### PROVIDED TEXT
————————

Open-Vocabulary Camouflage Segmentation

Updated 19 May 2026

OVCOS is a computer vision task that generates pixel-wise masks for camouflaged objects while identifying them from an open and diverse vocabulary.
It leverages advanced vision-language models, diffusion-based features, and prompt-adaptive segmentation architectures to overcome visual ambiguity.
Recent approaches integrate lightweight adapters, multi-scale feature alignment, and cascaded architectures to enhance segmentation precision and classification accuracy.

Open-Vocabulary Camouflage Segmentation (OVCOS) is a computer vision task that unifies the challenges of camouflaged object segmentation (COS) with open-vocabulary recognition. OVCOS requires models to generate pixel-wise segmentation masks for camouflaged objects while simultaneously recognizing the semantic class from an open, potentially infinite, vocabulary—including categories unseen during training. The intrinsic difficulty arises from extreme visual ambiguity (objects highly blended with the background) and the demand for strong generalization beyond the closed-set regime. Research in this domain has been catalyzed by the creation of dedicated benchmarks, novel model architectures emphasizing vision-language alignment, and a critical re-examination of the classification bottleneck. OVCOS methods have advanced rapidly since 2023, incorporating frozen and fine-tuned vision-LLMs (VLMs), prompt-adaptive segmentation architectures, diffusion-based features, and parameter-efficient adapters.

1. Problem Definition and Benchmark Datasets

OVCOS is formally defined as learning a function $f_\theta(X; c) \to \hat{M}(c) \in [0,1]^{H \times W}$ where $X \in \mathbb{R}^{H \times W \times 3}$ is an input image and $c$ is a class from an open vocabulary $\mathcal{C}$ . For each $c$ , the aim is to predict $\hat{M}(c)$ that approximates the ground-truth mask $M_n(c)$ for camouflaged objects of class $c$ , including those not encountered during training (Pang et al., 2023).

————————

Stored data entries
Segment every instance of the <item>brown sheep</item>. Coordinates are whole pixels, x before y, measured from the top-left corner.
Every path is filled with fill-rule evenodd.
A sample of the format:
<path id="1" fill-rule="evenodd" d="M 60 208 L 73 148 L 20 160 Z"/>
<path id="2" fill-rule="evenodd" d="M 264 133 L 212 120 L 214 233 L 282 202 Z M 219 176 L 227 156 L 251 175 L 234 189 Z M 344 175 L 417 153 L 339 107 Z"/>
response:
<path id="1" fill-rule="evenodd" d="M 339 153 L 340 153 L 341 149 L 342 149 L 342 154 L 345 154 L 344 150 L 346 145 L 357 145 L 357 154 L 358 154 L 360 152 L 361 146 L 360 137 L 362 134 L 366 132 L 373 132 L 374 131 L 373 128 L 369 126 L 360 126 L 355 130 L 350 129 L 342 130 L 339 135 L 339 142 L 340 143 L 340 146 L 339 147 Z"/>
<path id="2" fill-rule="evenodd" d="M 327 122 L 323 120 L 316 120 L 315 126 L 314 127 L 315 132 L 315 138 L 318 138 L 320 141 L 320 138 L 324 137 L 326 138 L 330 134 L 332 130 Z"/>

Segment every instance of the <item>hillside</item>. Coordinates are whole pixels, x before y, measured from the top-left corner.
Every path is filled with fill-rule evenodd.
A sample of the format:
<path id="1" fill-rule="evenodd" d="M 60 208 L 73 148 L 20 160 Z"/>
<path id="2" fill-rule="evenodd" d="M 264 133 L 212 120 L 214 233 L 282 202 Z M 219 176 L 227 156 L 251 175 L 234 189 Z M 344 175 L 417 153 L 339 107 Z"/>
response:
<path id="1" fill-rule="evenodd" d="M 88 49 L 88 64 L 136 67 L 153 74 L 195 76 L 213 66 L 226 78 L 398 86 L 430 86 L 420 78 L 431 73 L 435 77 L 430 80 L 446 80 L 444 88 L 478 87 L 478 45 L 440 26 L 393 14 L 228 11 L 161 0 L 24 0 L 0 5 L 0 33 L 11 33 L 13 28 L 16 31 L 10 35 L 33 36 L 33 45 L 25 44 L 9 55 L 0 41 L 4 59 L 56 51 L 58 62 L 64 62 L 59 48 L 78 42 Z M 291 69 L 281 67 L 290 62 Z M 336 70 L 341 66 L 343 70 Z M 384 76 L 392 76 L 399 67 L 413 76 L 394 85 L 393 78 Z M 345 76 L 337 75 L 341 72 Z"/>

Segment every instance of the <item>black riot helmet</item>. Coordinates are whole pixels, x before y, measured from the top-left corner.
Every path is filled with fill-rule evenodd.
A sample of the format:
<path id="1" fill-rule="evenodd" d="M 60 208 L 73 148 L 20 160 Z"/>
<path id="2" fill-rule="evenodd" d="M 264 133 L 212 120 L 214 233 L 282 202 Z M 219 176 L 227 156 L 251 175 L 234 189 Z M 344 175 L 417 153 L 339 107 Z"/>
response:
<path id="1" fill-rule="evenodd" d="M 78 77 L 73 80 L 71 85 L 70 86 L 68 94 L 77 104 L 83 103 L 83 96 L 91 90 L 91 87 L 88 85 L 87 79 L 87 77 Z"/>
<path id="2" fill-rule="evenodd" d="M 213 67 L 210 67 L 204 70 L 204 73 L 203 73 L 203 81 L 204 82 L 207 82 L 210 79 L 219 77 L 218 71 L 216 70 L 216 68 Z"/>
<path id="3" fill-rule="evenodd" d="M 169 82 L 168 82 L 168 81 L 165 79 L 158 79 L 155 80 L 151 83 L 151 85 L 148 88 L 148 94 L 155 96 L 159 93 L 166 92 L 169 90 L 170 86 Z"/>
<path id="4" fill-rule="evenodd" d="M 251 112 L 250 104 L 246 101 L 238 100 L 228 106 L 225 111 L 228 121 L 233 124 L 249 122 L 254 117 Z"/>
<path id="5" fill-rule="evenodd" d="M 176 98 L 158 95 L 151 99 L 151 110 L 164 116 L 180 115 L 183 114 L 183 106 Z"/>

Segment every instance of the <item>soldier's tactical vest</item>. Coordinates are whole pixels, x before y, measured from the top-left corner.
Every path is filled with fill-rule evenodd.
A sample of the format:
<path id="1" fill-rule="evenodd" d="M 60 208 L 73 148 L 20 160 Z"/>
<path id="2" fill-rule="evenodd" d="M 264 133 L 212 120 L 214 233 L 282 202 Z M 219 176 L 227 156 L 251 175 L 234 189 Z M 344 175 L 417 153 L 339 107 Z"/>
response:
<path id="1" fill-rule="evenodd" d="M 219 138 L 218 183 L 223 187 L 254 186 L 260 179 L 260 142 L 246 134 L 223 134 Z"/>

————————

### EXERCISE TASKS
(1) How would you render this sentence from the OVCOS page in Spanish: "It leverages advanced vision-language models, diffusion-based features, and prompt-adaptive segmentation architectures to overcome visual ambiguity."
(2) Answer these questions from the OVCOS page:
(a) On what date was the page updated?
(b) Since what year have OVCOS methods advanced rapidly?
(c) In the formal definition, what does X stand for?
(3) Print everything on the OVCOS page from "Recent approaches integrate" down to "and classification accuracy.".

### EXERCISE RESPONSES
(1) Aprovecha modelos avanzados de visión y lenguaje, características basadas en difusión y arquitecturas de segmentación adaptables a prompts para superar la ambigüedad visual.

(2)
(a) 19 May 2026
(b) 2023
(c) An input image

(3)
Recent approaches integrate lightweight adapters, multi-scale feature alignment, and cascaded architectures to enhance segmentation precision and classification accuracy.